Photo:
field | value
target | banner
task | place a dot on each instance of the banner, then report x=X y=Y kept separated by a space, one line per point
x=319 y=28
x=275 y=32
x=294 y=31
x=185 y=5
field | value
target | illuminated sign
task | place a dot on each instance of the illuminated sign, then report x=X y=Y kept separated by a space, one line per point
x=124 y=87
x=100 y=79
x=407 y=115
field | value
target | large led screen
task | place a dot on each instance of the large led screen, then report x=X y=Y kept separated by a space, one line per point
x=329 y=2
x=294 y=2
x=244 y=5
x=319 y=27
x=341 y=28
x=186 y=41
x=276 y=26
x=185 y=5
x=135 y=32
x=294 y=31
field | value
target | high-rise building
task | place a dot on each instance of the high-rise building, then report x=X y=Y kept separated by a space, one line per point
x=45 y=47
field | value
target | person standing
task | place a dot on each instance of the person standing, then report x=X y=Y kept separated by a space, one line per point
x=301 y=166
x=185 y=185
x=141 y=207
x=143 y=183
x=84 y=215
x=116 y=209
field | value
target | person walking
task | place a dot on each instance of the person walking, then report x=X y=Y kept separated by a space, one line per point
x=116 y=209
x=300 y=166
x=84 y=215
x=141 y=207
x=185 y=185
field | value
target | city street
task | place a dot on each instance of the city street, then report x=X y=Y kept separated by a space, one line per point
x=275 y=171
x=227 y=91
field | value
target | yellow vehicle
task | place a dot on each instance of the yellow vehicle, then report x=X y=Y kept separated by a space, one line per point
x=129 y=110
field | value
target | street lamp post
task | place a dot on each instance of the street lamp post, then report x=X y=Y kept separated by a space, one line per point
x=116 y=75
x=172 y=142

-=-=-=-=-

Transcribe the entries above word for word, from their first line through the line containing "x=407 y=115".

Photo:
field | value
target | banner
task | place a dot on each instance of the banner, then report x=X y=Y kept separated by a space, one line per point
x=319 y=28
x=275 y=32
x=294 y=31
x=185 y=5
field | value
target | illuminated sign
task | place a dot on each instance of the illuminated sign, then report x=X y=Y kept separated by a space, one line per point
x=124 y=87
x=100 y=79
x=407 y=115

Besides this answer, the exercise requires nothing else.